[start Available data]

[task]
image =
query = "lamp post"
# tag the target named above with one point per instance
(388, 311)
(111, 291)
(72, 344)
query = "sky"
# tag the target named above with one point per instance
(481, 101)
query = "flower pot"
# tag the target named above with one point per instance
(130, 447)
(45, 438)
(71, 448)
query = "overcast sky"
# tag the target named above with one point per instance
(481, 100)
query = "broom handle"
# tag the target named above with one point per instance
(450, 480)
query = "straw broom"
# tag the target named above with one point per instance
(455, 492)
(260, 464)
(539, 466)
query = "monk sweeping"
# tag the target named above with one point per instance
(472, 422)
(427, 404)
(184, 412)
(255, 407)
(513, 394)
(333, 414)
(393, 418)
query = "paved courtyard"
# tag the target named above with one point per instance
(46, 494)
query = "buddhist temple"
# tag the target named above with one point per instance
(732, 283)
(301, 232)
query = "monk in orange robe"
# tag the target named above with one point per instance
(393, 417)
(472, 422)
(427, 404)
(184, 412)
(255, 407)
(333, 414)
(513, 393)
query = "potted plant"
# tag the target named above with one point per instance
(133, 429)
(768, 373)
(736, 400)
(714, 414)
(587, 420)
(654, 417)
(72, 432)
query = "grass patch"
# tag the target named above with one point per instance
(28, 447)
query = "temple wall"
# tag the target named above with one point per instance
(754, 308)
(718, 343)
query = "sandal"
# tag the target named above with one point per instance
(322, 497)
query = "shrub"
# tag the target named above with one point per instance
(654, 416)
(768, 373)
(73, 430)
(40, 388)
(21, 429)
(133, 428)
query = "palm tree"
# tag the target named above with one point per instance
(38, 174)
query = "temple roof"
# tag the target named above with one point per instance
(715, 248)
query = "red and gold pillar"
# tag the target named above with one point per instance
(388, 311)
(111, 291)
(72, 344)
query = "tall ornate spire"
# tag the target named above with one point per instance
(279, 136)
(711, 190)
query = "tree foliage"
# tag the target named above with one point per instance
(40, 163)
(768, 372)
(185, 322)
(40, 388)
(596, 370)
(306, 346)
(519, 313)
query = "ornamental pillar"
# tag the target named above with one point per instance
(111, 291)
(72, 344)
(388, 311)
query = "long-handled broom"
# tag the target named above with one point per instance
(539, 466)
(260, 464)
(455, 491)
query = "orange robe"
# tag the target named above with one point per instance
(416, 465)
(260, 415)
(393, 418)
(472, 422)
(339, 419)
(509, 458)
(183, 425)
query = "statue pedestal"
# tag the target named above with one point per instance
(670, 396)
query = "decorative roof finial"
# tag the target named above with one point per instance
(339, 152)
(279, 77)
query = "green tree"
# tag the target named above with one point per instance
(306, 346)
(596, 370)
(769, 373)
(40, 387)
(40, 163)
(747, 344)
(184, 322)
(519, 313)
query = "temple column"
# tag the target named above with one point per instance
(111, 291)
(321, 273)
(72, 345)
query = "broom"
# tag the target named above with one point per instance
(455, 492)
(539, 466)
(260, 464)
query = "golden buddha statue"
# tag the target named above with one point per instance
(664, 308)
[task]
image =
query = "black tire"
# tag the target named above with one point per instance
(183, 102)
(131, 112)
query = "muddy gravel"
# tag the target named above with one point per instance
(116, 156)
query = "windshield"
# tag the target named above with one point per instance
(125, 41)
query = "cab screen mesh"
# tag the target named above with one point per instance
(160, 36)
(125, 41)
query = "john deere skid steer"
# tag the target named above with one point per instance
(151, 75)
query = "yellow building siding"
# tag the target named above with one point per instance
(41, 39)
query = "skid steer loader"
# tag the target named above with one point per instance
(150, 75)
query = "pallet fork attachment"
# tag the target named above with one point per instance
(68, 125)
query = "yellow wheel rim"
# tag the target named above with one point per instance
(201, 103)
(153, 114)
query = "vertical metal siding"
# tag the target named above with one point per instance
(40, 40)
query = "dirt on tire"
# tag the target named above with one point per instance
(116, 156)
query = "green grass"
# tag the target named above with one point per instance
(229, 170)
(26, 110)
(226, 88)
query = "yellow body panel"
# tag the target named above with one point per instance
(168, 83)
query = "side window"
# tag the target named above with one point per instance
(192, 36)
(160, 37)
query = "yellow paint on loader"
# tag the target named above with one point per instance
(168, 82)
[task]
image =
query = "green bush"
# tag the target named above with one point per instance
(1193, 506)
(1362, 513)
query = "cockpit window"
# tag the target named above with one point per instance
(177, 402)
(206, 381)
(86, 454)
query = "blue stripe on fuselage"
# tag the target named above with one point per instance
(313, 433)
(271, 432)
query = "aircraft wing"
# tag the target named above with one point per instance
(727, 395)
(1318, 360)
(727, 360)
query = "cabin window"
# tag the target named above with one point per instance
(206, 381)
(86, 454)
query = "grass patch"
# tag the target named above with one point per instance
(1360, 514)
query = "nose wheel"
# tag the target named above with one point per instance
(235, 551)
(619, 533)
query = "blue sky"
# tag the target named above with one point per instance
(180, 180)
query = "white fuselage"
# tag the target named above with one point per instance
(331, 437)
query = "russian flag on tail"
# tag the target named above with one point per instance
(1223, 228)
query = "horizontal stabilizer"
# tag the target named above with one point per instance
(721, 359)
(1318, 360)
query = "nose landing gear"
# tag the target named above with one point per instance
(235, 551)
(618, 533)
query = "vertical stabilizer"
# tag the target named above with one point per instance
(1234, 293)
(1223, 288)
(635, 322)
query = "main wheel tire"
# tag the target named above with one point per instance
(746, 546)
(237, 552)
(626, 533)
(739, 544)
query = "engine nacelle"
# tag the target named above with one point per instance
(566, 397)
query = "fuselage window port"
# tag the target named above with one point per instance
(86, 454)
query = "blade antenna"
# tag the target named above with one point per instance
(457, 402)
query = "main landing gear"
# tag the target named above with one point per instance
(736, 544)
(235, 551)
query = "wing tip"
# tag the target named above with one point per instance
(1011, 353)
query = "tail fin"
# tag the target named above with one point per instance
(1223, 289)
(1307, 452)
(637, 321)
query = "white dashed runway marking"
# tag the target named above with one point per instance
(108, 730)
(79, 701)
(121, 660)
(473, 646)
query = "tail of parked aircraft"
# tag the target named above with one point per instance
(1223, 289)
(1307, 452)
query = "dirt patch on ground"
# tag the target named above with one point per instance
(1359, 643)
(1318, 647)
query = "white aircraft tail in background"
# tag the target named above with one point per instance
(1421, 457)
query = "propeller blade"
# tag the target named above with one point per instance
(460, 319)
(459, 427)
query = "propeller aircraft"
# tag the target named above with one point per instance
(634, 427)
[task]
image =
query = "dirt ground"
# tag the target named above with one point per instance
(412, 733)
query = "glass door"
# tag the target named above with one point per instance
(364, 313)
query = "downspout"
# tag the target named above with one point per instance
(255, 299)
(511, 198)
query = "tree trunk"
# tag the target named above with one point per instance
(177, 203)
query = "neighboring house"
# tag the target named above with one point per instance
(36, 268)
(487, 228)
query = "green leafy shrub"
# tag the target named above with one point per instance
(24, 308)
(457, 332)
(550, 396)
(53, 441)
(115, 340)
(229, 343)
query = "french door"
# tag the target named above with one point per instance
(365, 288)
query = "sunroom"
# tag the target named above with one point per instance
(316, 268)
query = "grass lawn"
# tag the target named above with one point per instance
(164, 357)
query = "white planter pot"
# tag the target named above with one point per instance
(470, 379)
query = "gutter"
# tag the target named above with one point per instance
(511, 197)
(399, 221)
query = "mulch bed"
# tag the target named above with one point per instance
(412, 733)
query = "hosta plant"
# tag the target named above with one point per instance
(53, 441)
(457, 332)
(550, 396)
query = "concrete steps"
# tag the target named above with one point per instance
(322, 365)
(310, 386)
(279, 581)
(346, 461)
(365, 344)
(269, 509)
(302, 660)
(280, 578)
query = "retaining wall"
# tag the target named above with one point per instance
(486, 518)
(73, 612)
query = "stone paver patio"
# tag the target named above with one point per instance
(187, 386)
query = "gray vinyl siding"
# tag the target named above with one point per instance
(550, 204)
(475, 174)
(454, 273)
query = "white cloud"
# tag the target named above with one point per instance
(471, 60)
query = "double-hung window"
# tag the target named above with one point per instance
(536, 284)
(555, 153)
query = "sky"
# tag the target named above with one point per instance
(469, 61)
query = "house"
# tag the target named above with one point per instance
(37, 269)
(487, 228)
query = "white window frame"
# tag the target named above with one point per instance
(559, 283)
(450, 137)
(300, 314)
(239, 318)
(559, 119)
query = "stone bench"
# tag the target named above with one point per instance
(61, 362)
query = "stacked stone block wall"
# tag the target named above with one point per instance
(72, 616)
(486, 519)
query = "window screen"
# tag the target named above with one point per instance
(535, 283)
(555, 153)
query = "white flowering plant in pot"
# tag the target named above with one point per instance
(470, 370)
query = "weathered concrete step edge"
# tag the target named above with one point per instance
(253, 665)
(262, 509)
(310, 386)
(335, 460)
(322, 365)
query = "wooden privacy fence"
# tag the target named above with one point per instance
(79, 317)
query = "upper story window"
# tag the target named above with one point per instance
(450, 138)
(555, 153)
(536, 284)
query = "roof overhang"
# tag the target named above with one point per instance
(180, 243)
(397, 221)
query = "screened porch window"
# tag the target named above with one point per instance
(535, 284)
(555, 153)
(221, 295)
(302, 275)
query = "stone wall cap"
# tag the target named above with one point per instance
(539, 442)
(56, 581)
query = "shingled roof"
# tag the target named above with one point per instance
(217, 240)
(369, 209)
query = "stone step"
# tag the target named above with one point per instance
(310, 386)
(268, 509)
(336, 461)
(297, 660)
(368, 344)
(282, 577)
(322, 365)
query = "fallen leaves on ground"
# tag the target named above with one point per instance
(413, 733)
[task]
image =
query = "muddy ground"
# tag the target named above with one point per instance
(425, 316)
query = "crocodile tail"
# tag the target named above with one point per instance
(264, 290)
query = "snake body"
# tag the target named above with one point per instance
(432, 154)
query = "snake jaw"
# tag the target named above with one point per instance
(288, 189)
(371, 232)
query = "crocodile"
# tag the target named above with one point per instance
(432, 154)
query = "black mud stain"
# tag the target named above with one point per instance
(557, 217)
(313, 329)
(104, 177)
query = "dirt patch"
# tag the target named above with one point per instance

[end Available data]

▶ **Prompt**
Tally the lines above that contain the string "tail". Reply with the number alone.

▶ **Result**
5